» **AIM OF THE EXERCISE**: Recast each line of the listing below as a JSON list of strings, one string per line, with blank lines dropped and the pictures left out.

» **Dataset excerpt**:
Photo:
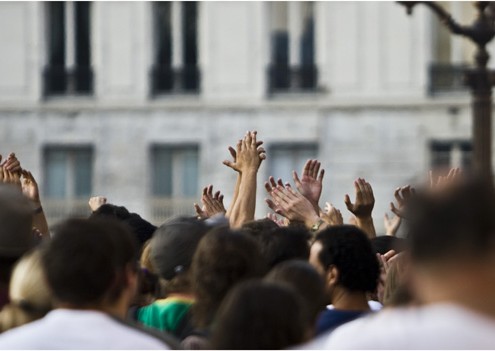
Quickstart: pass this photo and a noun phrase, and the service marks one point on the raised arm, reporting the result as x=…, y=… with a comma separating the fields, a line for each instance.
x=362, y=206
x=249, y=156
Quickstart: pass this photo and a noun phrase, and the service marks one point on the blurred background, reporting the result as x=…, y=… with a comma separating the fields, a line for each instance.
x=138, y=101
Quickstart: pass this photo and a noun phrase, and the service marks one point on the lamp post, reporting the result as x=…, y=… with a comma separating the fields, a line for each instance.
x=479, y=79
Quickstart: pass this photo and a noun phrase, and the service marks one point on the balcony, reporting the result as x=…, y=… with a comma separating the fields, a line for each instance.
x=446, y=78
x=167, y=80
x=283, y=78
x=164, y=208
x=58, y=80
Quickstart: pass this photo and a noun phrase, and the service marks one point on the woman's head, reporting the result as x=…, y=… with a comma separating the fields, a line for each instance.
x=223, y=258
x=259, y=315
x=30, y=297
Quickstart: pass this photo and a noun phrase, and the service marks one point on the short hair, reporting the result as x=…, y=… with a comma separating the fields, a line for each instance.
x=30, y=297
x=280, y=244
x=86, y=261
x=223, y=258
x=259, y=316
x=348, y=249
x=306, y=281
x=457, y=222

» **THE RESPONSE**:
[
  "Photo:",
  "Quickstart: pass this photo and a noun phrase, and the service marks one point on the raised arm, reporting the result as x=…, y=… with a comma separating the fields, a line for each instance.",
  "x=362, y=206",
  "x=249, y=156",
  "Quickstart: pass this photo and a noun phrase, and the service marks one point on the blurred background, reporting the result as x=…, y=… with a comma separating the fields, a line for each instance.",
  "x=138, y=101",
  "Quickstart: pass this photo and a noun phrase, and the service marks one point on the lamp post, reporting the result as x=…, y=… with a comma separating the fields, a line for each instance.",
  "x=479, y=79",
  "Quickstart: pass this photo and a noun phrase, and the service marks one point on the balcony, reporting the result as x=…, y=… with a comma separating the fields, a line for each instance.",
  "x=446, y=78",
  "x=167, y=80",
  "x=283, y=78",
  "x=164, y=208",
  "x=58, y=80",
  "Quickstart: pass this photo and a noun phrase, and the service marks one point on the woman's head, reporting the result as x=…, y=… with a comma separating the fields, a line for each instance.",
  "x=223, y=258",
  "x=259, y=315",
  "x=30, y=297",
  "Quickstart: pass this photo and a noun phrase, and the service marks one point on the short hair, reporting the result as x=…, y=… with a comma separating the fields, a line for each instance.",
  "x=30, y=297",
  "x=280, y=244",
  "x=86, y=261",
  "x=223, y=258",
  "x=259, y=316",
  "x=348, y=249",
  "x=306, y=281",
  "x=457, y=222"
]